[Records excerpted from a collection]
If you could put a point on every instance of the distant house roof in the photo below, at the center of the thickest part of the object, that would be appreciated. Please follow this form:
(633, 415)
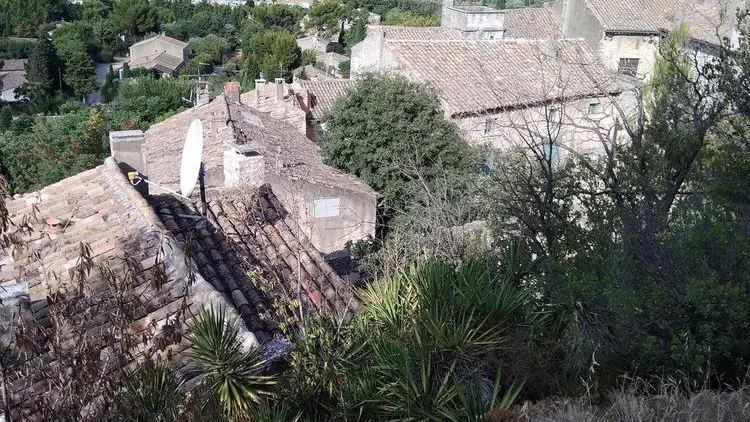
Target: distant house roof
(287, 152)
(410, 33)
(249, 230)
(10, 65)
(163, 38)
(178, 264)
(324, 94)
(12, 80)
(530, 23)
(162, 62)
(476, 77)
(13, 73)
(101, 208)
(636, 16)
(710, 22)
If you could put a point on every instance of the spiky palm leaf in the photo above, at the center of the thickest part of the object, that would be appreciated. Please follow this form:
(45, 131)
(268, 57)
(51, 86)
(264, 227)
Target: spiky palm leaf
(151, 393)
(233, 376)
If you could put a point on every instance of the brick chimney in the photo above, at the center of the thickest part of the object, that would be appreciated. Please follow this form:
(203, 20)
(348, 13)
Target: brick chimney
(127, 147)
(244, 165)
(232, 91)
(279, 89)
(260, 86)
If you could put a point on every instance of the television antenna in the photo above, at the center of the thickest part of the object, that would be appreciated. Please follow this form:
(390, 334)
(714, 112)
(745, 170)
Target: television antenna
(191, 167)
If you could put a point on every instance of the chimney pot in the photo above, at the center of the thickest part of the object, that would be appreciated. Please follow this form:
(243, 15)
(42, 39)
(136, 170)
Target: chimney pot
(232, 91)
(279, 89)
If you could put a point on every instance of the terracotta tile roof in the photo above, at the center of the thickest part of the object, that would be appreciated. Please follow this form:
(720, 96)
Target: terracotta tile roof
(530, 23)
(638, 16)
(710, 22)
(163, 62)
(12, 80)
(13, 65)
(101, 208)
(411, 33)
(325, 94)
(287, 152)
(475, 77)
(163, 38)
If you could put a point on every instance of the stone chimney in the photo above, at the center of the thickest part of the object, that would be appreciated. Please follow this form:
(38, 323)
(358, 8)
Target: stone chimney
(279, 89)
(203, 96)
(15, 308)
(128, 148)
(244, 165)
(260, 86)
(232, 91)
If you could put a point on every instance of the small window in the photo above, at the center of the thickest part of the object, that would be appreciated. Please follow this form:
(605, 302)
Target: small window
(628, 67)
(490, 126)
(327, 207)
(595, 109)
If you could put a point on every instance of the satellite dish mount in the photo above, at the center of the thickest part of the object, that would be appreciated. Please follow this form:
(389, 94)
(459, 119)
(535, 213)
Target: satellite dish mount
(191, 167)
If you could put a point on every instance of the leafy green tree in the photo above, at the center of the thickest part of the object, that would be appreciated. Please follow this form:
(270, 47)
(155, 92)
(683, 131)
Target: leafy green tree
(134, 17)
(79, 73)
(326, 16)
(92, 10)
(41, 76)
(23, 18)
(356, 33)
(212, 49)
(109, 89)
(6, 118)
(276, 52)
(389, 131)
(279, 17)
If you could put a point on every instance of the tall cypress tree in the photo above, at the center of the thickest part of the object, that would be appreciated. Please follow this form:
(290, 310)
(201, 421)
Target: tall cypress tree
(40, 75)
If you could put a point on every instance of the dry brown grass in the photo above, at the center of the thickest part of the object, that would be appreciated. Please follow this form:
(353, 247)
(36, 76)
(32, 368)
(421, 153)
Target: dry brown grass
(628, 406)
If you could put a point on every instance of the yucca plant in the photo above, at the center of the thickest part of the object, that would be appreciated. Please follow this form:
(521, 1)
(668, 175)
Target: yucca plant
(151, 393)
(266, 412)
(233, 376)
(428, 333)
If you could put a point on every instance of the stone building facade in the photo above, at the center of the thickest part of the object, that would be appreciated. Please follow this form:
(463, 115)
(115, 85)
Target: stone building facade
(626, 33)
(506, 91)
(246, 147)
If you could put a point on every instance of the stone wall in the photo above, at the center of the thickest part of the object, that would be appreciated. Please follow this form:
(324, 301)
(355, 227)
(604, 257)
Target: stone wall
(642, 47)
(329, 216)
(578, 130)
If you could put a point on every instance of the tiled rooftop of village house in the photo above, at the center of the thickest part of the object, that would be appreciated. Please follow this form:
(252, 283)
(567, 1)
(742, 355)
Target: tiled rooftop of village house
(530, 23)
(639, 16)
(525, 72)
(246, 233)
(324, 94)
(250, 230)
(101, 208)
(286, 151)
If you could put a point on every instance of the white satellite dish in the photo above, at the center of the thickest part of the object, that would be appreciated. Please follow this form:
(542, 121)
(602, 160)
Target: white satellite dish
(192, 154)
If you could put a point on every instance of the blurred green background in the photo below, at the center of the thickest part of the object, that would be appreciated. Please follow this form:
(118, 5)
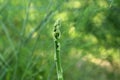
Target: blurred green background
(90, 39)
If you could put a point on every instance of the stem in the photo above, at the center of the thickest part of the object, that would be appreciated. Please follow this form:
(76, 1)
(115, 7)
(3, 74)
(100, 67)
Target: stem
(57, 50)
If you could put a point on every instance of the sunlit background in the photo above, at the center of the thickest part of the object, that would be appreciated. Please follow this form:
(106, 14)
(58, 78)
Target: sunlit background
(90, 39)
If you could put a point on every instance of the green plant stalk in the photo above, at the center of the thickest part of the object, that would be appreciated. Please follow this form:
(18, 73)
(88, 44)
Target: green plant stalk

* * *

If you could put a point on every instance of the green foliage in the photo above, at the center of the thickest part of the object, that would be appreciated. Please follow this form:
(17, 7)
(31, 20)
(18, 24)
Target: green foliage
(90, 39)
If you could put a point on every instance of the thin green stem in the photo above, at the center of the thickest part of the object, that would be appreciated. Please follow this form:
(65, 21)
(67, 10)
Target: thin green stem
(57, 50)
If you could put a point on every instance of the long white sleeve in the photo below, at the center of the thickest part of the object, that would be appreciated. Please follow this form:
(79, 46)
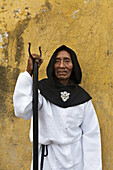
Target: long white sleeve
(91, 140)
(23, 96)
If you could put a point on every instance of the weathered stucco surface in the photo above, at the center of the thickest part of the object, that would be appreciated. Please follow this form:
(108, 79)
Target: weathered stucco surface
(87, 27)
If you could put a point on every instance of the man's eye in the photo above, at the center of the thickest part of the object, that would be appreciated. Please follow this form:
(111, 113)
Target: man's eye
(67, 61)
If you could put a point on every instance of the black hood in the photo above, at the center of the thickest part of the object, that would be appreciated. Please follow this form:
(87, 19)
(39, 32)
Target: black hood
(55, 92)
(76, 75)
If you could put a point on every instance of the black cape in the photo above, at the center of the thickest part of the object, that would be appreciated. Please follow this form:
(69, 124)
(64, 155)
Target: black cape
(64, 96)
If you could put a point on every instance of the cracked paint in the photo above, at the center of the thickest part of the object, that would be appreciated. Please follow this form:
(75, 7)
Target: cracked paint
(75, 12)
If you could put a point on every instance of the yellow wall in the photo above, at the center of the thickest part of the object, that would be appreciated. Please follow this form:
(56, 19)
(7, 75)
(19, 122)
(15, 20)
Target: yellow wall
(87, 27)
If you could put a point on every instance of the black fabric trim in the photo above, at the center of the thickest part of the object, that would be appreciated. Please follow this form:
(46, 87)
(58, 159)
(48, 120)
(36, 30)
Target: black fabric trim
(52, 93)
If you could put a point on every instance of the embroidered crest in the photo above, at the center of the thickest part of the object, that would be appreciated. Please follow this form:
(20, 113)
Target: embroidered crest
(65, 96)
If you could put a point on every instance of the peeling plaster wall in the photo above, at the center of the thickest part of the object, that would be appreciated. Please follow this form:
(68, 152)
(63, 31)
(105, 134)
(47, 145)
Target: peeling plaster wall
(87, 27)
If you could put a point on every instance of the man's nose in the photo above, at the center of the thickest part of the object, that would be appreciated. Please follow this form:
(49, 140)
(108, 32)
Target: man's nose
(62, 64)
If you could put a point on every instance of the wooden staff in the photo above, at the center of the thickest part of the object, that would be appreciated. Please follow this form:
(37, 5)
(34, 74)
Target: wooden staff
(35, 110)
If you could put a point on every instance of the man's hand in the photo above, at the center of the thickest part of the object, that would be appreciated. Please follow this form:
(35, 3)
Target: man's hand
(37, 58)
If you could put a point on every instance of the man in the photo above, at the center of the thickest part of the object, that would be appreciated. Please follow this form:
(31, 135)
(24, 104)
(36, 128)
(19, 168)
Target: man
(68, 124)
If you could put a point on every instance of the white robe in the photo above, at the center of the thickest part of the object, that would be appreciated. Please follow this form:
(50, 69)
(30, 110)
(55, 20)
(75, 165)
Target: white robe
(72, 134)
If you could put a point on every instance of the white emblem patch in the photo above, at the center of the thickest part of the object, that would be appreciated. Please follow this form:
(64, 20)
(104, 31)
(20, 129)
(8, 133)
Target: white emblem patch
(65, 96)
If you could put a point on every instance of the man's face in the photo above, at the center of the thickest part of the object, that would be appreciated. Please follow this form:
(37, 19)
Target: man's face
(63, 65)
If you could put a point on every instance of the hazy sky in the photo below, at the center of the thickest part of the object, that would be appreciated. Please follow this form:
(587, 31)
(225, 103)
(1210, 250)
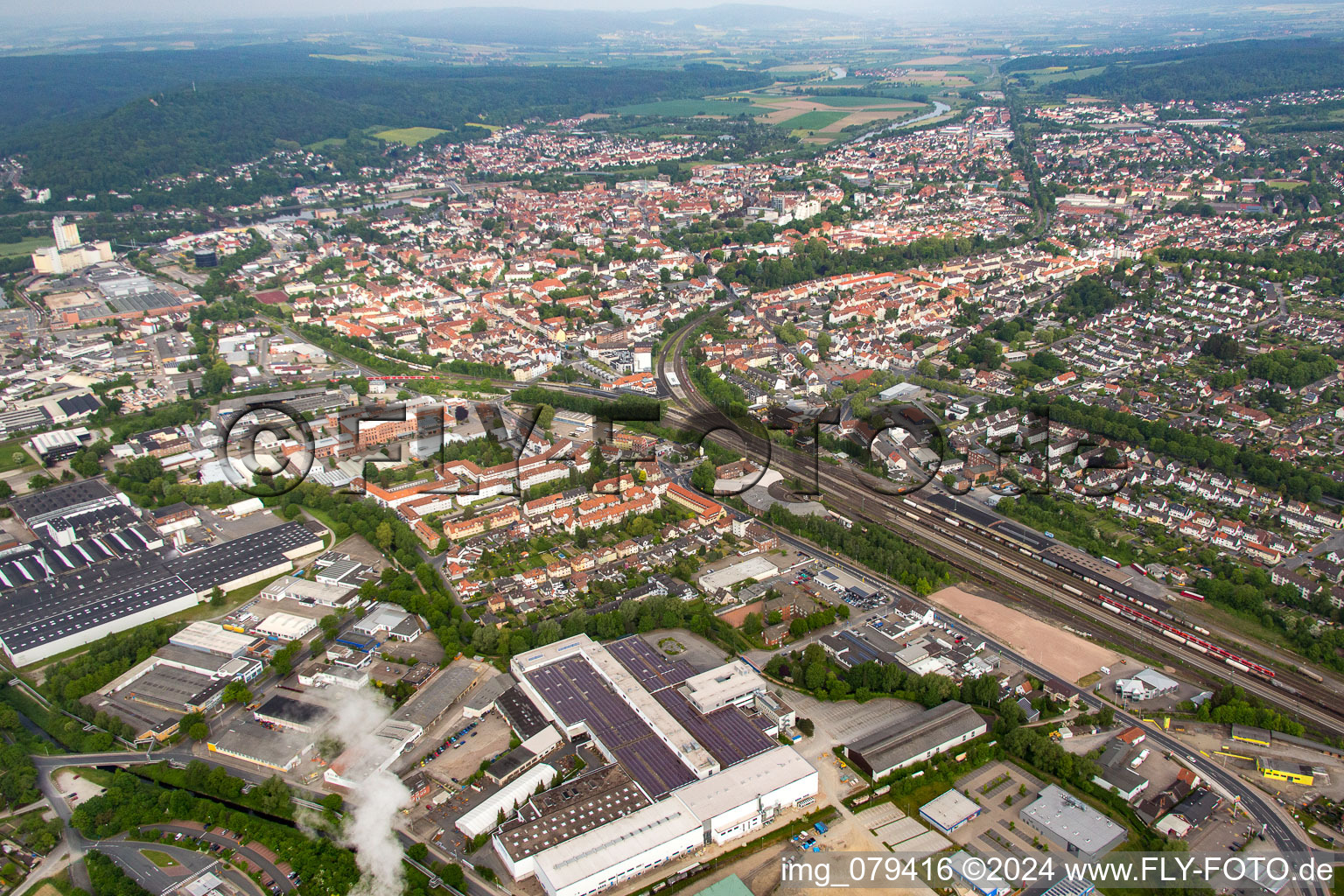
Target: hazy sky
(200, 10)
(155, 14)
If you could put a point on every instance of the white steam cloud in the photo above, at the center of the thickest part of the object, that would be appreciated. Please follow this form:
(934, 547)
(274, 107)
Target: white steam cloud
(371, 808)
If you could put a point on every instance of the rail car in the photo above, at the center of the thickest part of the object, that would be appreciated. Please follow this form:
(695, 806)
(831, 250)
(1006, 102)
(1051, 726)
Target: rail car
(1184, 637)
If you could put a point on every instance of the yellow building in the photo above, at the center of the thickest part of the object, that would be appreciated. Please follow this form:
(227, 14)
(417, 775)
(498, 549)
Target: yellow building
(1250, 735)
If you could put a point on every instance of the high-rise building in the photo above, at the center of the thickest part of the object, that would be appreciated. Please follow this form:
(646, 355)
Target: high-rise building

> [HOW TO COMPLETE THIS TASK]:
Gather each line of the records holding the string "rise".

> [RESPONSE TO THIS TASK]:
If you could put a point on every instance of the high-rise building in the photo above, at the center of the thickest part of the object, that would be appreciated. Please follow this form:
Target: high-rise building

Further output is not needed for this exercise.